:: APPLY WHAT YOU READ ::
• 1. Based on the Keinemusik release notes, explain why the anniversary EP carries the title "Hand In Hand."
• 2. Answer each question from the Keinemusik release notes.
(a) What number in the label's catalogue is this release?
(b) Which singer collaborates with Rampa on "For This," and where was she born and where is she based?
(c) Which track on the EP is an Adam Port edit, and who is its artist?
• 3. Extend the Keinemusik release notes past their final sentence, in the same style.

:: PASSAGE PROVIDED ::

■ ■ ■ ■

Rampa - For This
Reznik - Schuhu's Groove
&ME - Fairchild
Quim Manuel - Eme Lelu (Adam Port Edit)
Celebrating ten years of Keinemusik, this EP showcases where the label’s at right now. Four tracks of all the four KM members – and a wide stylistic variety, that is!
Here we go with Keinemusik’s newest release – it is already number 47 and going by the lovely title “Hand In Hand”. Speaking of, let us just give you a hand real quick and elaborate on this. The label is actually turning ten years in 2019. That is ten years of quite a few buzz making records within the back catalogue, ten years of priceless memories on the road, in the studio or somewhere in-between and above all, ten years of doing things hand in hand. So therefore the release to celebrate the occasion simply needs to carry this name. The idea is pretty basic: everyone of the label’s mainstays is handing in a tune.
Rampa is starting things off on the A-side with “For This” – a collaborative effort together with Berlin born and London based singer Chiara Noriko. It is a track rich in contrast, laying down a roughly shaped foundation featuring a swirling bass and shimmering synthnotes, but then suddenly enriched by harmonies and topped off by Chiara’s yearning croon. Safe to say, the rather emotively charged frames of a clubnight have been waiting for this.

■ ■ ■ ■

:: EXTRACTED RECORDS ::
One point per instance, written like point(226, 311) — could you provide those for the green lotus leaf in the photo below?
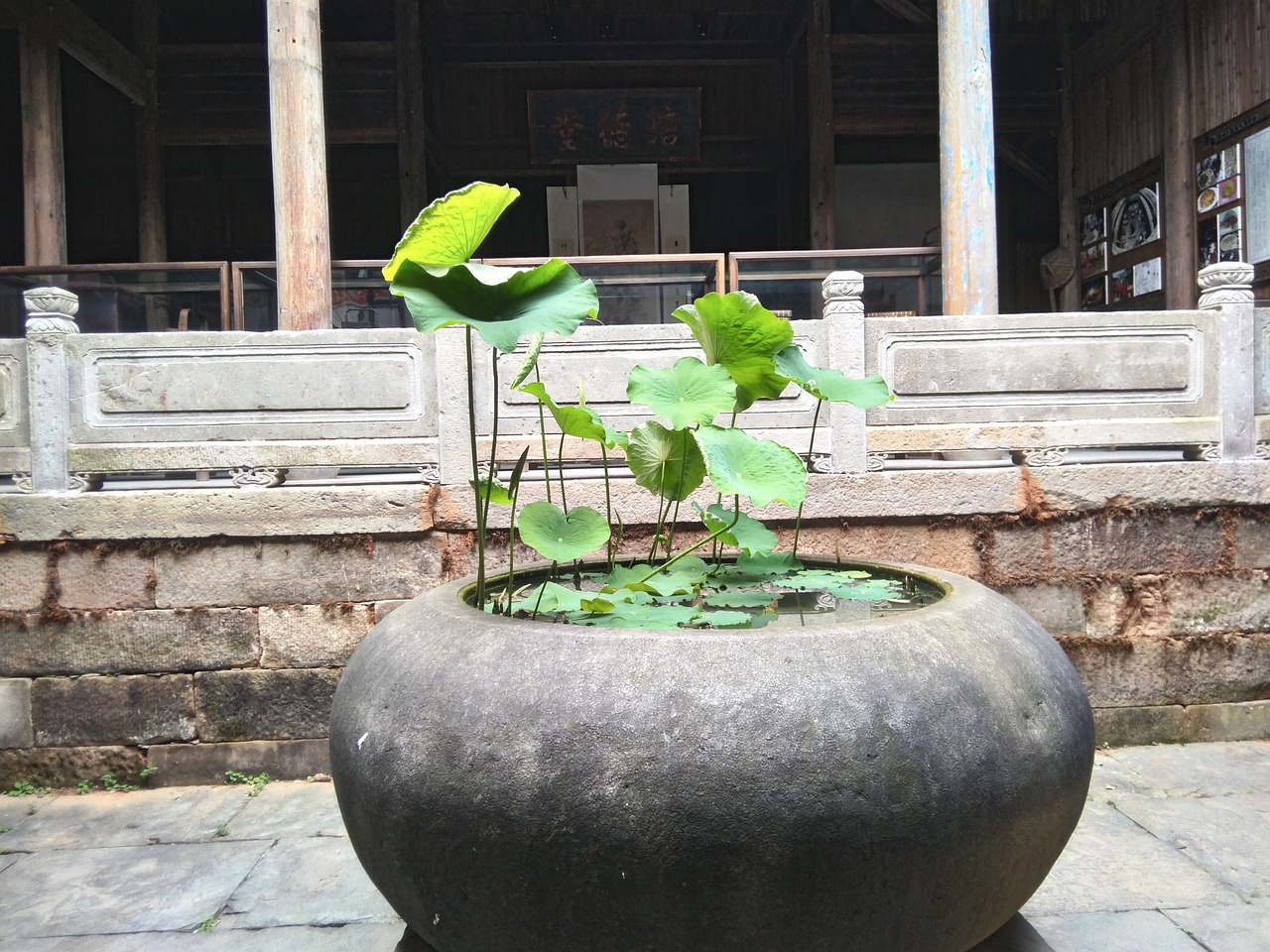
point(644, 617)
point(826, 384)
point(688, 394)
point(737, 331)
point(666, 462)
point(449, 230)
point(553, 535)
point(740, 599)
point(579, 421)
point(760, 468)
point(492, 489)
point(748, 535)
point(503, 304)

■ ■ ■ ■

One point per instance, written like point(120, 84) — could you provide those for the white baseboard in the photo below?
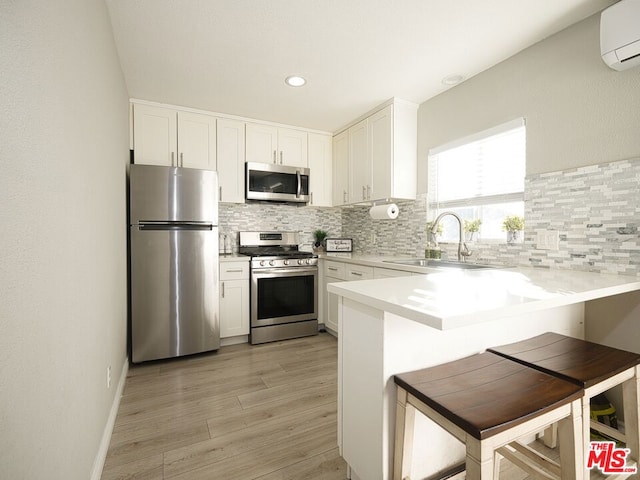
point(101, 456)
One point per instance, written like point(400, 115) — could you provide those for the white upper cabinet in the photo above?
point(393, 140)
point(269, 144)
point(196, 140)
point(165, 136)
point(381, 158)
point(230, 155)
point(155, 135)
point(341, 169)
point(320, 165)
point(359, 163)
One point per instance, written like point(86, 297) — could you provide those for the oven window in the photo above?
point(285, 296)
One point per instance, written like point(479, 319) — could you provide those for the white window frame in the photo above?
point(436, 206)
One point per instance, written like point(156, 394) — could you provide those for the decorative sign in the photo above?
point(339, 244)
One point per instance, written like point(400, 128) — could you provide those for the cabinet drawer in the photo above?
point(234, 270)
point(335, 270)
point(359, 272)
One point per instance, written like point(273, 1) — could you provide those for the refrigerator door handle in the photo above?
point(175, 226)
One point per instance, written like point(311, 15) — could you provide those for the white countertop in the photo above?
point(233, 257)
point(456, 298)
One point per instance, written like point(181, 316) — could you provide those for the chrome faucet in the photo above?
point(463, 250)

■ ■ ■ ■

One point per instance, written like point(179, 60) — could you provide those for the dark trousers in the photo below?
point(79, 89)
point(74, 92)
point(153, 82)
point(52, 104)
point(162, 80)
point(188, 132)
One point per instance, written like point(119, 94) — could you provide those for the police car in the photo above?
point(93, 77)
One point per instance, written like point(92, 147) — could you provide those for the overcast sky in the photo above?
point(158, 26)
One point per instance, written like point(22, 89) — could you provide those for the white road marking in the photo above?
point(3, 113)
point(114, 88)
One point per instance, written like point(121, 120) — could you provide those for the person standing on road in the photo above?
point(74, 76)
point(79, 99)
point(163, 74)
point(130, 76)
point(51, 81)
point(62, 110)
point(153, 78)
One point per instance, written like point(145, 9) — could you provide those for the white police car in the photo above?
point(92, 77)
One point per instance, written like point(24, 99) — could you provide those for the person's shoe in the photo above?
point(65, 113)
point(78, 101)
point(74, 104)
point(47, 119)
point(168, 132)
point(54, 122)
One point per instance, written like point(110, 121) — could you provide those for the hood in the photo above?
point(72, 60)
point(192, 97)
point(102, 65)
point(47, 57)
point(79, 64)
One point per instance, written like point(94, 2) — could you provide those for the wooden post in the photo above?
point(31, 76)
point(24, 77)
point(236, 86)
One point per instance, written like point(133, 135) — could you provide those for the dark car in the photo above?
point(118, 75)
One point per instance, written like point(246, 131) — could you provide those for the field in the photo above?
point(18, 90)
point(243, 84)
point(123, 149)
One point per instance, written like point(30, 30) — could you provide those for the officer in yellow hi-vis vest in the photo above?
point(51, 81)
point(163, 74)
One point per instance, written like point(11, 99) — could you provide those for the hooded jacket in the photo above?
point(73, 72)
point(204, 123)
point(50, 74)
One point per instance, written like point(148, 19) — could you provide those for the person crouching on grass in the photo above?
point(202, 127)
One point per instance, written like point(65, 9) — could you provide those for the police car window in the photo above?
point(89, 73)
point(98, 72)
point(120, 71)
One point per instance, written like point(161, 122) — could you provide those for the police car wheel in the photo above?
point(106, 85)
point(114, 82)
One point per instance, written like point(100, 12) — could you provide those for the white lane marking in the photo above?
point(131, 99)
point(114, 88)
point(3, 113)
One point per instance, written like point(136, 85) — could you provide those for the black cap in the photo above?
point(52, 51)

■ ■ ■ ■

:: ANSWERS FOR THIS EXERCISE ::
• 1. The label turns ten in 2019, and those ten years were above all spent doing things hand in hand. The release celebrating that occasion therefore had to carry this name. Each of the label's mainstays also contributes a tune.

• 2.
(a) It is release number 47.
(b) Chiara Noriko, who was born in Berlin and is based in London.
(c) "Eme Lelu," by Quim Manuel.

• 3.
Then there’s Reznik – up to this point being in the picture as the DJ only fella – chipping in “Schuhu’s Groove”. A cut that indeed delivers a good amount of grooving energy. And at the same time, a bright tune that’s switching beat patterns and indulges in Neo-Disco- leanings and funked up synth arrangements.
&ME is opening side B with “Fairchild” and yet another sophisticatedly laid out floor epiphany, showcasing his ability to shape monolithic yet soulful peaktime masterpieces. Here he introduces staccato synths on top of a stoic groove, that are being shrouded by a pending note and then ultimately enlightened by pads and an instantly infectious piano melody.
And finally we find Adam Port on B2, pursuing his knack for lost African treasures. Once again he finds the source material in an old traditional by Quim Manuel O Espirito Santo. Port’s edit of “Eme Lelu” seeks to update the original in some of the rhythmic patterns and create a whole new dramaturgic, floor tweaked build up, yet he leaves the original’s cheer- and playful nature untouched. Cheers to Analog Africa for providing the original composition.